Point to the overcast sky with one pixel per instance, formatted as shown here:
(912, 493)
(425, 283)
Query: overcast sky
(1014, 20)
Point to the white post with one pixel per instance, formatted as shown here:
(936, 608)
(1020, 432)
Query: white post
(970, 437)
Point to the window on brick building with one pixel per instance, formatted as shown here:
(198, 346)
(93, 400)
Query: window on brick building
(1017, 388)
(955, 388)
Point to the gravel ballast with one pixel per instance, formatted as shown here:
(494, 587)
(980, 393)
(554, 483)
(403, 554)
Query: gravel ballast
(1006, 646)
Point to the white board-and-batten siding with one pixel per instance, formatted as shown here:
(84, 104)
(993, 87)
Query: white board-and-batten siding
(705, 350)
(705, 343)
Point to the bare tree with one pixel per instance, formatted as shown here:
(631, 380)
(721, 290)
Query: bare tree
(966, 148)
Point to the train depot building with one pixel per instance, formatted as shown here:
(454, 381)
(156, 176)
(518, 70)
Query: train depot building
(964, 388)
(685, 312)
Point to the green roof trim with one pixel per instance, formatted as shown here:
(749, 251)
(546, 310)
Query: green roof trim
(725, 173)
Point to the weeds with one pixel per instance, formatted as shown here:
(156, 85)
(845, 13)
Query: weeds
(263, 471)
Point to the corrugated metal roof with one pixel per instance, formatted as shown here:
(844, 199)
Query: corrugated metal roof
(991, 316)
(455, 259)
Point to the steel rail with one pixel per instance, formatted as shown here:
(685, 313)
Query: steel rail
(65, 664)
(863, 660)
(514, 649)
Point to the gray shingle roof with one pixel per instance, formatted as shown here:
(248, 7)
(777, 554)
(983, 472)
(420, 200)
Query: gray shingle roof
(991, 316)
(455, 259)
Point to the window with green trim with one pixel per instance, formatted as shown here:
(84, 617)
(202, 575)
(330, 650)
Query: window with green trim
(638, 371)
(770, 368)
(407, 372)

[DESCRIPTION OF THE TASK]: Retype all the records, matching them exactly.

[TASK RESPONSE]:
Point to the overcast sky with one pixel per instance, formatted as shown here:
(912, 493)
(425, 283)
Query: overcast sky
(1014, 20)
Point to the white post with one pixel per instance, formatted as shown here:
(936, 608)
(1020, 432)
Query: white post
(970, 437)
Point to the window on brick building with one pixel per instance, formatted as shown here:
(198, 346)
(93, 400)
Query: window on brick building
(1017, 388)
(955, 388)
Point to the gravel ballast with one pixel per instance, formatted as shown here:
(494, 587)
(980, 393)
(554, 483)
(403, 554)
Query: gravel ballast
(1006, 646)
Point to the white board-and-batten siding with one pixel per instance, formatted as shown here:
(84, 104)
(993, 87)
Query: white board-and-batten siding
(705, 350)
(705, 343)
Point to the bare tree with one pixel per instance, formatted as shown here:
(631, 380)
(721, 290)
Query: bare tree
(966, 148)
Point to the train depot building with one pixel per instance, formatted as shown here:
(454, 381)
(156, 176)
(518, 70)
Query: train depot building
(964, 388)
(685, 312)
Point to the green roof trim with one pixel per instance, formatted as shown here:
(749, 251)
(546, 310)
Query: green roof trim
(725, 173)
Point to the weeds with one pixel per instance, formatted as shown here:
(156, 85)
(845, 13)
Query: weeds
(263, 471)
Point to the corrugated metal roof with one pixel per instance, formatted as shown here:
(844, 199)
Query: corrugated metal roof
(991, 316)
(455, 259)
Point to the steel rail with one pixel per instance, formatted as shown here:
(685, 313)
Query: steel rail
(65, 664)
(863, 660)
(514, 649)
Point to the gray shingle roof with one pixel per instance, formatted as shown here:
(248, 7)
(777, 554)
(983, 472)
(420, 200)
Query: gray shingle roof
(991, 316)
(455, 259)
Point to the window with green trim with one pixel per instance, formatted as shown here:
(84, 617)
(202, 575)
(330, 650)
Query: window with green trim
(638, 371)
(770, 368)
(407, 372)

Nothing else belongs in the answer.